== Your instructions ==
The data below needs to be returned exactly, line for line.
[start Stored records]
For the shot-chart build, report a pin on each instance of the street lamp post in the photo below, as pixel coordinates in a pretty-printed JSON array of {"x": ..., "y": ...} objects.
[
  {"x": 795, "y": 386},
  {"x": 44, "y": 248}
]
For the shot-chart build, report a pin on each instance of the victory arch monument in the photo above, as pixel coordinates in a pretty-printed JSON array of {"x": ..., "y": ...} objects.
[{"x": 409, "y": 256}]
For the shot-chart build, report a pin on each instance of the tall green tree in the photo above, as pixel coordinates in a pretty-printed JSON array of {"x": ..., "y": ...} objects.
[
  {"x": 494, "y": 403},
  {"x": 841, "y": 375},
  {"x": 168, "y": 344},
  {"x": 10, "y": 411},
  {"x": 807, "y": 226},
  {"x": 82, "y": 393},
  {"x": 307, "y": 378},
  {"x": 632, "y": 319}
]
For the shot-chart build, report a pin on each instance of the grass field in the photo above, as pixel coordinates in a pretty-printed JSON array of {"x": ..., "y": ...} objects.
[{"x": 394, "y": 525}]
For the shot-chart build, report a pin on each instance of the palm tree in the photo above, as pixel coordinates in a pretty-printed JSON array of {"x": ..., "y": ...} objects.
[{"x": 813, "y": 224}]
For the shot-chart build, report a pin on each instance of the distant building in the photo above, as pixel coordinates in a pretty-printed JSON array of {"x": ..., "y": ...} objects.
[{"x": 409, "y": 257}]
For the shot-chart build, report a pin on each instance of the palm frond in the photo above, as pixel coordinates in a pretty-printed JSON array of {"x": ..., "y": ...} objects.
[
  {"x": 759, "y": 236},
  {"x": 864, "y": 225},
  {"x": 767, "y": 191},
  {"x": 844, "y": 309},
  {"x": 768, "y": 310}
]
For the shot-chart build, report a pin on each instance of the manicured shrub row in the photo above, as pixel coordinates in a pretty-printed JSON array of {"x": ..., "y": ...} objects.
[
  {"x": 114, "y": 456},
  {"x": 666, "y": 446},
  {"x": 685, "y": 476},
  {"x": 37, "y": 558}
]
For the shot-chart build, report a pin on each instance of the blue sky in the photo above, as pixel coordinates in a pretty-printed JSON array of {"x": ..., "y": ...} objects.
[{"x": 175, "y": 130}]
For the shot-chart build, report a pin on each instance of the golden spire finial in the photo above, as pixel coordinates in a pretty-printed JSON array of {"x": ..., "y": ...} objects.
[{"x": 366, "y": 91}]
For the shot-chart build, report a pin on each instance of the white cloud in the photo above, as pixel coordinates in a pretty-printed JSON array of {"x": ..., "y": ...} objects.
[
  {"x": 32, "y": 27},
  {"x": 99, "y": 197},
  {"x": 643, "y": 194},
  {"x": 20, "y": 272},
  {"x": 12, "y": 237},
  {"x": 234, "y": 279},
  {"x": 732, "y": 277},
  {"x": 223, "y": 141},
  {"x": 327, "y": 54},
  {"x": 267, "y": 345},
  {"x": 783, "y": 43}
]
[end Stored records]
== Response to this exercise ==
For the shot-chart build, report a pin on each instance of the street lamp post in the photo below, as pixel coordinates in a pretty-printed JSON array of {"x": ..., "y": ...} objects.
[
  {"x": 795, "y": 386},
  {"x": 44, "y": 248}
]
For the shot-chart build, report a pin on each instance of the victory arch monument in the photo above, as pixel coordinates in a pretty-printed JSON array of {"x": ..., "y": ...} objects.
[{"x": 409, "y": 256}]
For the shot-chart build, report a pin on each instance of the tall green tree in the photo above, as pixel coordinates in a pretty-printed JSON array of {"x": ..., "y": ...} objects.
[
  {"x": 494, "y": 403},
  {"x": 841, "y": 375},
  {"x": 168, "y": 344},
  {"x": 10, "y": 411},
  {"x": 807, "y": 226},
  {"x": 82, "y": 393},
  {"x": 307, "y": 378},
  {"x": 632, "y": 319}
]
For the shot-chart build, report a pin on each instance of the grass field in the photo above, as pixel coordinates in a pretty-printed JSON array of {"x": ..., "y": ...} objects.
[{"x": 394, "y": 525}]
For the shot-chart build, report a pin on each instance of the palm tree in the photo above, as pixel coordinates in a pretty-printed JSON array of {"x": ..., "y": ...} objects.
[{"x": 813, "y": 224}]
For the shot-chart build, report a pin on each instance of the distant building in the photo above, as pixel coordinates in a pretty-printed JSON array of {"x": ..., "y": ...} objects.
[{"x": 409, "y": 257}]
For the shot-chart build, report a pin on each instance of the palm frond in the photo above, as pixel coordinates in a pretty-printed JSON array of {"x": ..., "y": ...} objects.
[
  {"x": 759, "y": 236},
  {"x": 864, "y": 225},
  {"x": 767, "y": 191},
  {"x": 844, "y": 309},
  {"x": 768, "y": 310}
]
For the shot-chart build, report a pin on each instance of the manicured shrub row in the photo above, as pixel coordinates in a pretty-printed JSON array of {"x": ..., "y": ...} objects.
[
  {"x": 114, "y": 456},
  {"x": 666, "y": 446},
  {"x": 685, "y": 476},
  {"x": 37, "y": 558}
]
For the shot-chart build, report a pin on each instance of the blue sky in the photo above, as pixel coordinates in a pretty-printed JSON array of {"x": ..., "y": ...} objects.
[{"x": 175, "y": 130}]
For the shot-chart build, report a pin on each instance of the golden spire finial in the photo above, as pixel coordinates in a pretty-printed JSON array of {"x": ..., "y": ...} objects.
[{"x": 366, "y": 91}]
For the shot-chart build, report a pin on each instance of the white cloud in the photo above, as pixel coordinates in a pretty-printed JSON array of {"x": ..., "y": ...} objects.
[
  {"x": 32, "y": 27},
  {"x": 99, "y": 197},
  {"x": 643, "y": 194},
  {"x": 20, "y": 272},
  {"x": 12, "y": 237},
  {"x": 234, "y": 279},
  {"x": 732, "y": 277},
  {"x": 223, "y": 141},
  {"x": 327, "y": 54},
  {"x": 267, "y": 345},
  {"x": 783, "y": 43}
]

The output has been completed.